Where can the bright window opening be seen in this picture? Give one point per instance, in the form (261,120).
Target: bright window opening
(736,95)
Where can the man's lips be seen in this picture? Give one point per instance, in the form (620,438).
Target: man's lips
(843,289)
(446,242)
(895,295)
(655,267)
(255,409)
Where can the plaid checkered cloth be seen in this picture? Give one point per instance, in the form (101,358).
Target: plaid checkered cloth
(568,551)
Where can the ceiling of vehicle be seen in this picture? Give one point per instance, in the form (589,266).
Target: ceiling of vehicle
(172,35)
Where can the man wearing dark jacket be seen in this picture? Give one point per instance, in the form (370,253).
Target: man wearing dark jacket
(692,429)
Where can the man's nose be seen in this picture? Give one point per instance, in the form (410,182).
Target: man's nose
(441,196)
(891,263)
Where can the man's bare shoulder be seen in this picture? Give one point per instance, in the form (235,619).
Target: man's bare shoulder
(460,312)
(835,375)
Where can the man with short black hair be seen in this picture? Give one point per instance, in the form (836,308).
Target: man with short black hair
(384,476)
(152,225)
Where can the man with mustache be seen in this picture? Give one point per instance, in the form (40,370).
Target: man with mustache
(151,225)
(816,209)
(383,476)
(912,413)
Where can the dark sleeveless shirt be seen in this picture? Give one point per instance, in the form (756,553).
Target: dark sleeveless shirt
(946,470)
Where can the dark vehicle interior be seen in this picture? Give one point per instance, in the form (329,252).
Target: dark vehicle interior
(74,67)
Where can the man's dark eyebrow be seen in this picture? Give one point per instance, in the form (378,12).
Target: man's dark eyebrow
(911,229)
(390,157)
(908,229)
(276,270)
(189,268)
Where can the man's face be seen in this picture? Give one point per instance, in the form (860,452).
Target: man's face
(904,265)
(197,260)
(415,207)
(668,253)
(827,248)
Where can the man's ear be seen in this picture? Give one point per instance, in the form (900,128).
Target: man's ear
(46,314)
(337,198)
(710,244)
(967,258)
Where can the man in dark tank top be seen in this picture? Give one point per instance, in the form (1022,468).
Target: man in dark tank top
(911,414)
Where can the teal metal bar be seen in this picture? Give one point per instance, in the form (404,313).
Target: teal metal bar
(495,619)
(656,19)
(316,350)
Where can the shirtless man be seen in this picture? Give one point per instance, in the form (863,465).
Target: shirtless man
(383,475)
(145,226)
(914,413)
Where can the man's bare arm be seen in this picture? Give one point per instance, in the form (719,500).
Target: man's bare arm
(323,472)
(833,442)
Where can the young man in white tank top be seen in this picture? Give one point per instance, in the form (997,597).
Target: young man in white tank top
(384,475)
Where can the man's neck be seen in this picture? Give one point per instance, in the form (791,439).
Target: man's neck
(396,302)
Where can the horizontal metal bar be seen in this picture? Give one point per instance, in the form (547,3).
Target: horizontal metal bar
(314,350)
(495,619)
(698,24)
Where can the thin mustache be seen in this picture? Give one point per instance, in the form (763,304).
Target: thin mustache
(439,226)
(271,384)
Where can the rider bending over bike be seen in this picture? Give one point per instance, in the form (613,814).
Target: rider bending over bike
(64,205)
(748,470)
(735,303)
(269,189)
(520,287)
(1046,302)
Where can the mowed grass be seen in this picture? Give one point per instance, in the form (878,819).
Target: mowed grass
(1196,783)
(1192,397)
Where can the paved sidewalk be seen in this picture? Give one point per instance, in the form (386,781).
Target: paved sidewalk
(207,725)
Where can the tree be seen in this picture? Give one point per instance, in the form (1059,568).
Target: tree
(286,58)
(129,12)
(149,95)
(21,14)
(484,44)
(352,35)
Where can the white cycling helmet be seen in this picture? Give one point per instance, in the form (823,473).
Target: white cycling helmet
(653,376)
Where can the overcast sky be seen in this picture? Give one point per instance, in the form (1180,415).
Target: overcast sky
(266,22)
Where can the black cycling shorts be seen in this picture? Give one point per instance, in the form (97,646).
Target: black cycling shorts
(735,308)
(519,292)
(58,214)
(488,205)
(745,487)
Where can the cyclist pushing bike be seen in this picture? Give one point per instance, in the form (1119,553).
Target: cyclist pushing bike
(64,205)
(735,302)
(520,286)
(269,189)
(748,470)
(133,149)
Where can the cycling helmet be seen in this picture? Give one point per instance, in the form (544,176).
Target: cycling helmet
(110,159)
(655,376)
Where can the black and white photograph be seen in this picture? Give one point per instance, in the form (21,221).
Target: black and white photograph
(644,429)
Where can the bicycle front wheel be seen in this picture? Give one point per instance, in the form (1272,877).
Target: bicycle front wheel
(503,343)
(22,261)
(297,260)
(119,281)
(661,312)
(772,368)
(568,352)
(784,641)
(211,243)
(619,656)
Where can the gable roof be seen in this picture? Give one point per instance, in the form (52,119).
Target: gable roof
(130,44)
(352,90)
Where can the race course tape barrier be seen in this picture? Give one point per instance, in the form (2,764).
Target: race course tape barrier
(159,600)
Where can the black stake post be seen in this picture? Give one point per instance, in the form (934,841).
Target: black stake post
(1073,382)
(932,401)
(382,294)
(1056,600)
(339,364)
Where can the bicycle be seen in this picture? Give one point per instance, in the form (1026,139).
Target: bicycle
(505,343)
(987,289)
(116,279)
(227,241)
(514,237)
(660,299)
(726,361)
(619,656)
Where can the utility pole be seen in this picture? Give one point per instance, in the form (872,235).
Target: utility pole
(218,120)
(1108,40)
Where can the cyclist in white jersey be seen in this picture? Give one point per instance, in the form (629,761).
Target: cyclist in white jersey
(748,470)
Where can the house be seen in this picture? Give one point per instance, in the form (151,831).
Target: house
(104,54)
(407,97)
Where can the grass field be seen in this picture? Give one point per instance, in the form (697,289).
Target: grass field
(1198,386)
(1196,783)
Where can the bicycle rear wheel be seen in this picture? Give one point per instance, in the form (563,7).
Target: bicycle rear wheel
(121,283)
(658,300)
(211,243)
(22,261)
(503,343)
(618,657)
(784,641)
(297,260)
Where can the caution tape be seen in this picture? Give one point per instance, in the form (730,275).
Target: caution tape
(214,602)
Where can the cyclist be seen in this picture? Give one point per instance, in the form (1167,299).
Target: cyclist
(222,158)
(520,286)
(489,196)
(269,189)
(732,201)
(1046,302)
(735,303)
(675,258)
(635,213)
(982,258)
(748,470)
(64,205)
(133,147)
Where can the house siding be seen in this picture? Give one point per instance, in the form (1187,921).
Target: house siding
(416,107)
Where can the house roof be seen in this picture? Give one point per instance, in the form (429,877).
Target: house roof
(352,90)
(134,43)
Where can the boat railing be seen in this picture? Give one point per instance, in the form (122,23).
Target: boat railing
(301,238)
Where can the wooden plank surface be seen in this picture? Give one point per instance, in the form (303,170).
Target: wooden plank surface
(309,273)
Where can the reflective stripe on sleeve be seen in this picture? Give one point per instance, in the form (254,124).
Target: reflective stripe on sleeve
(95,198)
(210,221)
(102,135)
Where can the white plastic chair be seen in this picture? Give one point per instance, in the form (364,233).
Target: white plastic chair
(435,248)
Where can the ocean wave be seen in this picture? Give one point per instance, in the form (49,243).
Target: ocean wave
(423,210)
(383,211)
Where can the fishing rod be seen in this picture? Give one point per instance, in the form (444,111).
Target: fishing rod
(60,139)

- - -

> WHAT TO DO: Copy every line from the one containing "Where can the reflective" through the last line of the rows, both included. Keep the request lines unchanged, and multiply each point coordinate in the answers by 0.4, rounding to whole numbers with halves rounded up.

> WRITTEN SOLUTION:
Where can the reflective stripe on sleeve be seen in this picture? Give one point per instance, in the form (254,124).
Target: reflective stripe on sleeve
(38,79)
(84,88)
(41,54)
Where can the white plastic chair be seen in this picture? Give one point per instance, in the form (364,233).
Target: white plastic chair
(174,99)
Where can the ocean wave be seen in this picture? Give one point per instance, in the form (49,243).
Target: ocean wave
(169,84)
(153,84)
Where can the fishing rod be seen in this picture? Give one point per instance, in the form (444,111).
Target: fishing rod
(24,56)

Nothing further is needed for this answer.